### TEXTE
========

Les déjections des oiseaux de mer de l’Arctique enrichissent l’environnement
Quand on évoque l'Arctique, la plupart des gens pensent à un endroit glacé ou rocheux avec une végétation éparse, voire inexistante. Mais à côté de la toundra naturelle, qui se compose principalement d'arbustes nains ou de plantes éparses, il existe quelques concentrations de végétation sous les zones de nidification des oiseaux dans les falaises abruptes.
En approchant de ces falaises à oiseaux depuis la mer, nous voyons d’abord les flancs imposants des montagnes. Les taches vertes en dessous forment un beau contraste avec le gris de la roche. Nous entendons les oiseaux avant de les voir. Il est très émouvant de voir des oisillons s’élancer de la falaise pour leur tout premier vol, accompagnés et encouragés par leurs parents.
Notes de terrain du Svalbard en 2 MB
2 mégabytes – c’est le volume quotidien de données que nos blogueurs précédents, dans l’Antarctique étaient autorisés à nous envoyer par satellite lors de leurs recherches sur les microplastiques. La transmission de données est également limitée cet été pour Lena Bakker, Sigrid Trier Kjaer et Jana Rüthers, trois autres doctorantes de l’EPF de Zurich qui travaillent dans l’archipel norvégien du Svalbard, pour étudier le verdissement de l’Arctique, un processus initié par le réchauffement climatique et déterminé localement par la chimie, l’épaisseur et l’âge du sol.

========

### TRAVAIL À FAIRE
1/ Recopiez tout le texte sur les oiseaux de mer de l'Arctique, de « En approchant de » jusqu'à « par leurs parents. ».
2/ Reprenez le texte sur les oiseaux de mer de l'Arctique après sa dernière phrase et écrivez la suite.

========

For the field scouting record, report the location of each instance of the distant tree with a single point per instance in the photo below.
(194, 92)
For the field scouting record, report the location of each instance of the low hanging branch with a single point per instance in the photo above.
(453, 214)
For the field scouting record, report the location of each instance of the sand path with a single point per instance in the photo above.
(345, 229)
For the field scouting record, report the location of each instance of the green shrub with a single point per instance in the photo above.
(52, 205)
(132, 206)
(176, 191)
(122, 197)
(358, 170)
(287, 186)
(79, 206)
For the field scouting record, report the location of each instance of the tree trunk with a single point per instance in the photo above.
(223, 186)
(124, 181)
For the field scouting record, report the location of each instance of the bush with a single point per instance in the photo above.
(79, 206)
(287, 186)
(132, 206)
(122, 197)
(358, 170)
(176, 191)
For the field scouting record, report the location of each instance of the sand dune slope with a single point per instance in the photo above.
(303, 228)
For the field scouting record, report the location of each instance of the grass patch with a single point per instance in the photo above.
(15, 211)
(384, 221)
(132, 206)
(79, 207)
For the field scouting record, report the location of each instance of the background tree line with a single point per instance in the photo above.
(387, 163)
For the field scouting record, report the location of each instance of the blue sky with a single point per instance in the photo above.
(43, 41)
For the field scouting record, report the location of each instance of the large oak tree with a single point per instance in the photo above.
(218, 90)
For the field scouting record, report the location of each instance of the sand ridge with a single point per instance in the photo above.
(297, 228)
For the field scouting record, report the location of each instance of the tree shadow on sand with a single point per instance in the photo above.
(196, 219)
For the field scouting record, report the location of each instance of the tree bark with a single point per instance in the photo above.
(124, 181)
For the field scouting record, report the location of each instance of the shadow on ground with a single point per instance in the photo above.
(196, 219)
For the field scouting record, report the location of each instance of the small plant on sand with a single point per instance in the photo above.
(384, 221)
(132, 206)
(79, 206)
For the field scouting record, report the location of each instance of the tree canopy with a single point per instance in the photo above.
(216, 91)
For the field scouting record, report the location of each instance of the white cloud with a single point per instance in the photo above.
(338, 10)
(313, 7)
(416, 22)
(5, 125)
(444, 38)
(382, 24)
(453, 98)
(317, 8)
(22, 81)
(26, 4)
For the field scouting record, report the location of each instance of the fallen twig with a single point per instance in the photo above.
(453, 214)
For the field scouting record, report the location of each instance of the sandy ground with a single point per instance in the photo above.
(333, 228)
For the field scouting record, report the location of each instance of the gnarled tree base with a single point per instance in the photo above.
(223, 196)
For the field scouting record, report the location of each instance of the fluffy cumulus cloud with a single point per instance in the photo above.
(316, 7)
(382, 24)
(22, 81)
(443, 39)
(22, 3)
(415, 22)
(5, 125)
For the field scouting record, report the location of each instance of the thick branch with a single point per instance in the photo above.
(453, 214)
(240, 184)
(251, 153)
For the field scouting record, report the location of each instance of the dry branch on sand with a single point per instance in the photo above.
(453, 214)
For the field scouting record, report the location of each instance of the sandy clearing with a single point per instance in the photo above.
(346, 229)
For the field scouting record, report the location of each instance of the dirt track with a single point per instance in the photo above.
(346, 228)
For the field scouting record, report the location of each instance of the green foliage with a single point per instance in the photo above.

========

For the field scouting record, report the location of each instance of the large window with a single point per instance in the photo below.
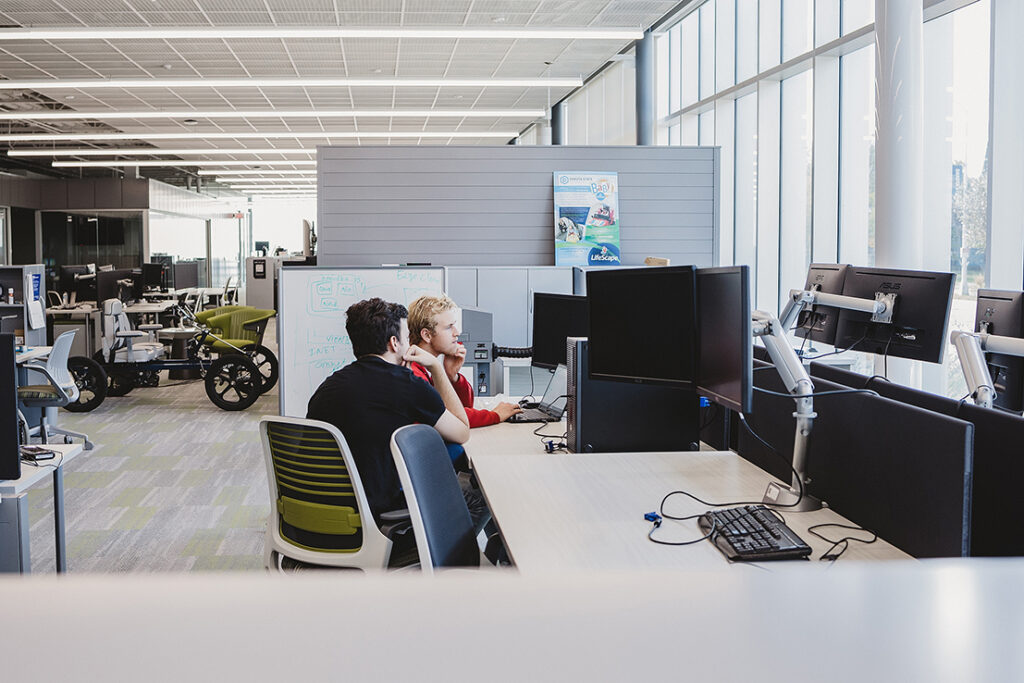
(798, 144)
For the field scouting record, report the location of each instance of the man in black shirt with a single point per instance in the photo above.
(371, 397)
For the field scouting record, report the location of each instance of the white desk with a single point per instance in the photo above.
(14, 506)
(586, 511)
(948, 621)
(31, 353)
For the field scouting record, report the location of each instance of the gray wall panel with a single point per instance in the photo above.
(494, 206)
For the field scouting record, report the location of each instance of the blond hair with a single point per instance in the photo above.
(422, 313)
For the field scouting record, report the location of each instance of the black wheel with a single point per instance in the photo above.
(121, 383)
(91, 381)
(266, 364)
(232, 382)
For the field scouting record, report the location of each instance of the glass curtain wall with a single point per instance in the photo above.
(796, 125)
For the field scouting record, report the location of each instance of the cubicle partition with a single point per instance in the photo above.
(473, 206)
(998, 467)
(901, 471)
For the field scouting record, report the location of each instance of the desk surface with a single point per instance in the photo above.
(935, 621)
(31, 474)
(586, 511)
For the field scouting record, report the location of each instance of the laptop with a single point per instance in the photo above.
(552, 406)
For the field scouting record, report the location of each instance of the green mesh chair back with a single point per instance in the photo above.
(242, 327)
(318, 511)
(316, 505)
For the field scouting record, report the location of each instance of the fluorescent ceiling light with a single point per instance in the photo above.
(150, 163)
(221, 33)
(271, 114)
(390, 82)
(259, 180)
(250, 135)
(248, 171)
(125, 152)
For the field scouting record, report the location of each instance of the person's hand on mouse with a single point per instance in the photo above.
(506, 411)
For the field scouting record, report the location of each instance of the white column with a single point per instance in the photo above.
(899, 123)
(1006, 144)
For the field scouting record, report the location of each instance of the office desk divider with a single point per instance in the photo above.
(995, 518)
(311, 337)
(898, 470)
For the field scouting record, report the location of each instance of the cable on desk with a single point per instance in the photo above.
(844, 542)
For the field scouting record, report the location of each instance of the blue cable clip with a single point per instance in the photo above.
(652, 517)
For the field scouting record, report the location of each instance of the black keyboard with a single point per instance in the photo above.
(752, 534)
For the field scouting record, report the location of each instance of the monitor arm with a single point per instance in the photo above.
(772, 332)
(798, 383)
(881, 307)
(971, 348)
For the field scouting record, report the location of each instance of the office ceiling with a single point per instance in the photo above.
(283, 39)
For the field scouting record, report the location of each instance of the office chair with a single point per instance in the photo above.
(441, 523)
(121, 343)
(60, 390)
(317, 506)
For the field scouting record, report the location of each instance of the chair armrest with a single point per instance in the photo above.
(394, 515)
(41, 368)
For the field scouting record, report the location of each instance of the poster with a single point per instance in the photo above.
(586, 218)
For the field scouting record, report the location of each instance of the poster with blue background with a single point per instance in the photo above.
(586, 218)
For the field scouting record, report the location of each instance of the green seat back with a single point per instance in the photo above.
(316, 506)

========

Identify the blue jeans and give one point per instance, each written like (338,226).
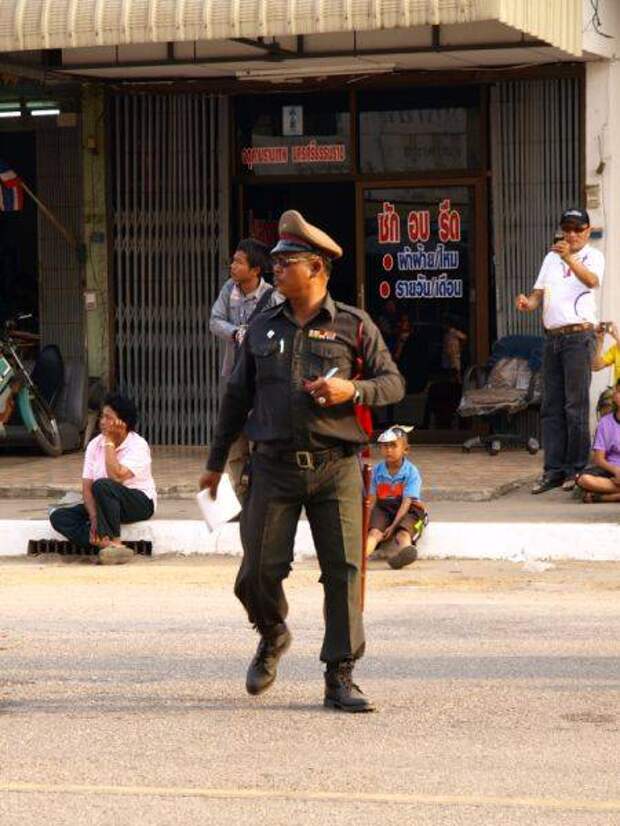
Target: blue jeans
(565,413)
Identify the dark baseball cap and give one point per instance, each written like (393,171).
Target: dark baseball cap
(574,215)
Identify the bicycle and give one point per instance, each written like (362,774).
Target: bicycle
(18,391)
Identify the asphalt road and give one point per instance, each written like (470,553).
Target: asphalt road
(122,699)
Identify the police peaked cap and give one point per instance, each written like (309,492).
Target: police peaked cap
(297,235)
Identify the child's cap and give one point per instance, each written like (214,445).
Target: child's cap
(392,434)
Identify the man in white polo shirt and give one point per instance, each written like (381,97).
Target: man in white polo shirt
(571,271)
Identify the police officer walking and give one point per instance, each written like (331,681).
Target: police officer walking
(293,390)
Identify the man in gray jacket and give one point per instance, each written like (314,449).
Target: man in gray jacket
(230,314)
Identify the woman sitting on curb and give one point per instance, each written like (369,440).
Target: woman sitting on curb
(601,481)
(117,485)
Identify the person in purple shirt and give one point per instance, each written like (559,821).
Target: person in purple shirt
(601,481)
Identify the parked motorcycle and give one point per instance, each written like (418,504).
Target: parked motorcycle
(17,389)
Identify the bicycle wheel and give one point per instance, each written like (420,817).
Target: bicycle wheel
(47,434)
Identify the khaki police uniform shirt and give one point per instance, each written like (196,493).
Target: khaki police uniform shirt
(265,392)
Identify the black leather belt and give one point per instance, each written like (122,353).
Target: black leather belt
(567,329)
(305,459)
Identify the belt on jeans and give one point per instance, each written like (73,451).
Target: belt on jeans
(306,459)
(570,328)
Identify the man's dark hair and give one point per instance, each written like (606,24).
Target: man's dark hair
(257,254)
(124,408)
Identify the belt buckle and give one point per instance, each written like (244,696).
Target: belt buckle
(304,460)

========

### RÉPONSES NUMÉROTÉES
1/
En approchant de ces falaises à oiseaux depuis la mer, nous voyons d’abord les flancs imposants des montagnes. Les taches vertes en dessous forment un beau contraste avec le gris de la roche. Nous entendons les oiseaux avant de les voir. Il est très émouvant de voir des oisillons s’élancer de la falaise pour leur tout premier vol, accompagnés et encouragés par leurs parents.

2/
Plusieurs espèces d’oiseaux, comme les petits pingouins, les rissas et les fulmars, se reproduisent sur les pentes abruptes du littoral du Svalbard. Ces oiseaux pêchent les poissons de mer et leurs immenses colonies peuvent produire jusqu’à 150 kilos de guano [excréments] par jour. Ce guano a été, et est toujours, un engrais largement utilisé dans l’agriculture. Ici, les nutriments de la mer atterrissent sur une toundra habituellement pauvre en nutriments, et ce riche engrais se comporte comme il le ferait dans n’importe quel champ: il nourrit les plantes. Les nutriments sont distribués lors de la fonte des neiges au printemps, et pendant le reste de l’année avec le ruissellement des pluies. Ces processus sont essentiels à la création de sols enrichis qui donnent naissance à une végétation luxuriante et à des micro-organismes spécialisés.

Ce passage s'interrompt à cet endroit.